Exercise details: Look through the material beneath and copy each line with the word "mask".

Data:
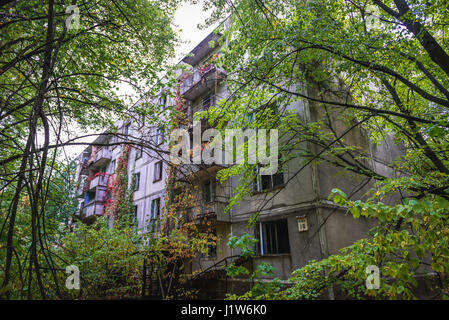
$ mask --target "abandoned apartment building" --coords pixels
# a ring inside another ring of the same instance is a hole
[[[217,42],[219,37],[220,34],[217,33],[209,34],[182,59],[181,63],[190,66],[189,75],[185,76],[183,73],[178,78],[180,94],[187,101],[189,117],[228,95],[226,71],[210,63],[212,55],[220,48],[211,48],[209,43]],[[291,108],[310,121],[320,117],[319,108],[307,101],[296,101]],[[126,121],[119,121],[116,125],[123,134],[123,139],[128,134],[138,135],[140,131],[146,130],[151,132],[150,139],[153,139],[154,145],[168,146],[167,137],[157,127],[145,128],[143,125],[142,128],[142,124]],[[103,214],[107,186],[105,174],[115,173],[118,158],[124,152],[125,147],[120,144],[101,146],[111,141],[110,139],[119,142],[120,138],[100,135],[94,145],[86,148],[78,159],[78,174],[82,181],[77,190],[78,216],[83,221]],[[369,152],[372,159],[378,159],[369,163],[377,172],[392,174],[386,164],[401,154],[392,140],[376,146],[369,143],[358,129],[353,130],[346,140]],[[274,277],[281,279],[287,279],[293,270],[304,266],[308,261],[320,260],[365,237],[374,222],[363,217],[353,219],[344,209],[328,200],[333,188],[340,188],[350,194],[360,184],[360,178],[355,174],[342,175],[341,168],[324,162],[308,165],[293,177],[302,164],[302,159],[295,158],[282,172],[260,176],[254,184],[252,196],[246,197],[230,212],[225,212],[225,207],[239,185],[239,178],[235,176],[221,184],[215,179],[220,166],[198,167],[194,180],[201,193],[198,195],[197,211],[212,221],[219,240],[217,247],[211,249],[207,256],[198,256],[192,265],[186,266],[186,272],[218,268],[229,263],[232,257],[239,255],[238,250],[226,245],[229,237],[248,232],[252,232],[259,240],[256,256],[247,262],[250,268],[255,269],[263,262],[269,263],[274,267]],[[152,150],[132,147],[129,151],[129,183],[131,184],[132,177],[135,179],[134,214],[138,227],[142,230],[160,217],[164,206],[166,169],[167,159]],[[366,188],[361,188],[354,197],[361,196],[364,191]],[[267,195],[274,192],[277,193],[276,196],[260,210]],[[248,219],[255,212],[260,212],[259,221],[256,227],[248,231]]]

---

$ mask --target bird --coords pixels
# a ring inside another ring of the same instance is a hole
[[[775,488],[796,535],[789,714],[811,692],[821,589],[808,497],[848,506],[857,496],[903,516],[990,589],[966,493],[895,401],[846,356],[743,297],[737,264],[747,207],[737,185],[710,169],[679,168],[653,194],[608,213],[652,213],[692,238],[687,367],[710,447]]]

Written response:
$ mask --target "abandoned apartment building" --coords pixels
$ mask --target bird --coords pixels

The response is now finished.